Top of Dataset extract

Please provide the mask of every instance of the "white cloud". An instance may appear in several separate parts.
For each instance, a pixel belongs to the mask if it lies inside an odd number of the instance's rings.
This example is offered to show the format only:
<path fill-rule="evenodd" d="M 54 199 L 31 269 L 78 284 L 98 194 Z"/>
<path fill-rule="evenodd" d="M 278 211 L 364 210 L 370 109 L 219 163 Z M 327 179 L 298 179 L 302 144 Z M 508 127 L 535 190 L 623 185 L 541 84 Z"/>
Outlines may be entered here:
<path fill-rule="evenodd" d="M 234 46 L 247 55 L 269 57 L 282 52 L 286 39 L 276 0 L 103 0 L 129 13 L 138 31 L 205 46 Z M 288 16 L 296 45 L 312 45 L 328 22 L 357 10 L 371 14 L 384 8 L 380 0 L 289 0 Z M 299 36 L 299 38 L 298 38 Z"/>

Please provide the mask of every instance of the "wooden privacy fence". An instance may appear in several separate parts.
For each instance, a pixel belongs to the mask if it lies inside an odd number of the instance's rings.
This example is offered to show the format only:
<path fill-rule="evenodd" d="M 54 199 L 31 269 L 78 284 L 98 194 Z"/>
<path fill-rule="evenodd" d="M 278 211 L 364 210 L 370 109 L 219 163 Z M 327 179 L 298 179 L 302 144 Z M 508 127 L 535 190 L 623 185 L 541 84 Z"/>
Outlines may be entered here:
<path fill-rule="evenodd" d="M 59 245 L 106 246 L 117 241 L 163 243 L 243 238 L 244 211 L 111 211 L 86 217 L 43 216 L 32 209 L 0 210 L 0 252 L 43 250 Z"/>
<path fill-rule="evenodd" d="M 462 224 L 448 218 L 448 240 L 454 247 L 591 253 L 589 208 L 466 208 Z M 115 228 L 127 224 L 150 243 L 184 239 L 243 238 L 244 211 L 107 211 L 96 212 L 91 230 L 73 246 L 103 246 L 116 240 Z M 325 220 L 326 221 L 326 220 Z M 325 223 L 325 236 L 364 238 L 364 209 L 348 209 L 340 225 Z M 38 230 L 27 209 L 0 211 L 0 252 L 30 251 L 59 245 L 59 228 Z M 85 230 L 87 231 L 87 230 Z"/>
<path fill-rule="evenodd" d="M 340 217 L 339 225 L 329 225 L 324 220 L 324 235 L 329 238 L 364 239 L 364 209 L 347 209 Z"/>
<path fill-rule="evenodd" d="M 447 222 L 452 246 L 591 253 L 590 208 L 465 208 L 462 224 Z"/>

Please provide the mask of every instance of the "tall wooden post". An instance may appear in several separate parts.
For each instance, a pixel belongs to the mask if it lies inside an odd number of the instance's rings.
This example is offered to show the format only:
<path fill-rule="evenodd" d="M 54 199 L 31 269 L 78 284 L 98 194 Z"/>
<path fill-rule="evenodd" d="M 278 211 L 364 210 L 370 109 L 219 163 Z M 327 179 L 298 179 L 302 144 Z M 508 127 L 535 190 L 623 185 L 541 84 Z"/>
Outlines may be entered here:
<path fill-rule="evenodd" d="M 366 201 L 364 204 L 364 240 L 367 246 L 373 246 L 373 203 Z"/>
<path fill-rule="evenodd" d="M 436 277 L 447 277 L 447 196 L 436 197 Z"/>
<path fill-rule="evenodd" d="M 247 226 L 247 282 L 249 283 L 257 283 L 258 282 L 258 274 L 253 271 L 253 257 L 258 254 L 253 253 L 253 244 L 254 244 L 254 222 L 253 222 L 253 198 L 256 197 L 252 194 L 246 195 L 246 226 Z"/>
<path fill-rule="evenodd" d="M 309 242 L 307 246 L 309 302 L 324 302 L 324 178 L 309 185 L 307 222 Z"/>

Bottom of Dataset extract

Assignment
Provide only the number of lines in the entries that hold the word "every".

Expected output
3